Take the line that contains "Target: decorative sphere" and each line after it in the material below, and transcribe them exactly, stopping at the end.
** begin Entries **
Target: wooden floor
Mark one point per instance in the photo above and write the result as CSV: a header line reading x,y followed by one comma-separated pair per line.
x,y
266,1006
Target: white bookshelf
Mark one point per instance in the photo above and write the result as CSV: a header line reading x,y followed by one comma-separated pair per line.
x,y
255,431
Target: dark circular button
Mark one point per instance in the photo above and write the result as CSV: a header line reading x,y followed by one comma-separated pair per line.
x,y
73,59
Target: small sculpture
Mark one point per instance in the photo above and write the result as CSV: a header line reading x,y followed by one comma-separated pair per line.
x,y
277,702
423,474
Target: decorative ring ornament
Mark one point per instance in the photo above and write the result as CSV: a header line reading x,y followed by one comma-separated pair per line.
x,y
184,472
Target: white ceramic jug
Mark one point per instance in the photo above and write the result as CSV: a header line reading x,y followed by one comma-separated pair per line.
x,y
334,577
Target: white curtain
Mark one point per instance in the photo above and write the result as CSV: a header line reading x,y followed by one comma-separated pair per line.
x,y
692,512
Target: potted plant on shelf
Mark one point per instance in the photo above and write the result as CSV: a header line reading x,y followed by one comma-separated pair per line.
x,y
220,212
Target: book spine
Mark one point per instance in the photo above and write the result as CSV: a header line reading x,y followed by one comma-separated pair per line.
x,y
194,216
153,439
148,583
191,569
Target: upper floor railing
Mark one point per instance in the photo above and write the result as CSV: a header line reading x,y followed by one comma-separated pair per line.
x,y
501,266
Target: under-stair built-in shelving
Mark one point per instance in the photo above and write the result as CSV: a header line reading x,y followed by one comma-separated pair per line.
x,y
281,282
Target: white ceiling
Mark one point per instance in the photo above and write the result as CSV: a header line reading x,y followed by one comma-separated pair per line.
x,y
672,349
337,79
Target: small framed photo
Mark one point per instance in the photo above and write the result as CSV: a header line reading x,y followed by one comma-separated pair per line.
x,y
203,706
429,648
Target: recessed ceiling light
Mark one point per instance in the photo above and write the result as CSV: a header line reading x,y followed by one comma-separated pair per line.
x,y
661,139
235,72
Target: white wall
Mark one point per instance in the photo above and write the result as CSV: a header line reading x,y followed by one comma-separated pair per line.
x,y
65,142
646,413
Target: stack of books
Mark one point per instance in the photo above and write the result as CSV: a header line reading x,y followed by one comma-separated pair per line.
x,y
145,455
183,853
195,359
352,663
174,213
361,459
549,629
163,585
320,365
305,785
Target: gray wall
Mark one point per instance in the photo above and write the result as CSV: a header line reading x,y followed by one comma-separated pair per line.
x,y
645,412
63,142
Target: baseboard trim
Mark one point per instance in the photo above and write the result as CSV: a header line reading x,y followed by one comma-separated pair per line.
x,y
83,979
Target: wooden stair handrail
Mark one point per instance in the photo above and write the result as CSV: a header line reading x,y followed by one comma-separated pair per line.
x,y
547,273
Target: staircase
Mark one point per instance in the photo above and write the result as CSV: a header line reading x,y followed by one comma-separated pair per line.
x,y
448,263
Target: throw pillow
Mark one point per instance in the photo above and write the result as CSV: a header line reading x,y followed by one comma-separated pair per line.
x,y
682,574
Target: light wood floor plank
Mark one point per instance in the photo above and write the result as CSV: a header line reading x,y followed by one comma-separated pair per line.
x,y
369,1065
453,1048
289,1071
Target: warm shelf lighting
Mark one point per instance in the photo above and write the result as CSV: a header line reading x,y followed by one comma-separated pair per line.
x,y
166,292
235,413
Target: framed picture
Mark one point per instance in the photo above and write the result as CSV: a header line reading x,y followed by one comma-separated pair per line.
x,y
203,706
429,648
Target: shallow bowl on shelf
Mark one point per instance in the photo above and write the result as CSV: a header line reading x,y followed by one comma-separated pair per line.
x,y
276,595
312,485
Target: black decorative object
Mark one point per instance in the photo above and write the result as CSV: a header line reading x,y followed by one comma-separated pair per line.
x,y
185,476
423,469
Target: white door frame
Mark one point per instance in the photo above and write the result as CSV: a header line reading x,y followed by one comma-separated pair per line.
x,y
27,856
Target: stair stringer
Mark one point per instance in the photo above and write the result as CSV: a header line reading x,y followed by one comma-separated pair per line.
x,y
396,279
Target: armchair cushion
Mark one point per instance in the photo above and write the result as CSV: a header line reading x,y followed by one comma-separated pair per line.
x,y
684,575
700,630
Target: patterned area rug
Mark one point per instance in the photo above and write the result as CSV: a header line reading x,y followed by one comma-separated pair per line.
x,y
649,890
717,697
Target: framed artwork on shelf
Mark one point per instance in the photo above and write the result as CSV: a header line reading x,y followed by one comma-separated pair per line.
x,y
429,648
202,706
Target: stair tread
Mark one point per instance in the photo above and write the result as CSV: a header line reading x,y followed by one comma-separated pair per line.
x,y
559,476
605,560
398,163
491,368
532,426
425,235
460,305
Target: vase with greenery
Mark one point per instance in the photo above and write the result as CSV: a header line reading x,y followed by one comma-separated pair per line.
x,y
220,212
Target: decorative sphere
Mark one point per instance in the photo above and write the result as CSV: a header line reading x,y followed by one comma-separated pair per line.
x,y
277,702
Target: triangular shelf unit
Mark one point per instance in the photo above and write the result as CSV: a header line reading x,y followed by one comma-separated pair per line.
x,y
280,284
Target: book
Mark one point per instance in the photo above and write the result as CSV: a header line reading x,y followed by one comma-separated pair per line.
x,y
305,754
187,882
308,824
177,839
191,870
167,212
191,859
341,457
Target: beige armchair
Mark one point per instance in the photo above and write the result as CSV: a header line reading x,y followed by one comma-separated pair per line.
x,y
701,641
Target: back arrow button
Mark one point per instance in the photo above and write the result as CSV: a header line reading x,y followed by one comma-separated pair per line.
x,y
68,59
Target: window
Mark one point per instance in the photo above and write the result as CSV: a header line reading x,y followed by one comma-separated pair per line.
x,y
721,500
** end Entries **
**Result:**
Target: decorative sphere
Mark one point per instance in the photo above and write the result as CSV: a header line reading x,y followed by one comma-separated pair per line.
x,y
277,702
Target: triangular shelf unit
Mark one point per instance in the photo above and write the result as CSV: a header line reading x,y followed by one comma-separated pair per line.
x,y
280,284
Target: book
Mark one point per instance in the photo above and write the result as CSV: a header line reading x,y followed by one comma-separated pair per line.
x,y
305,754
187,882
308,824
177,839
191,870
167,212
191,859
341,457
Target: beige armchair
Mark one point per instance in the photo above and write the result as CSV: a header line reading x,y followed by one comma-separated pair per line.
x,y
701,641
Target: back arrow button
Mark one point per instance in the photo above and write the result as CSV: a header line reading x,y followed by one comma-separated pair per line.
x,y
68,59
Target: window
Mark one point per instance in the photo above and write the result as CSV: a header line reading x,y followed by one comma-separated pair per line.
x,y
721,500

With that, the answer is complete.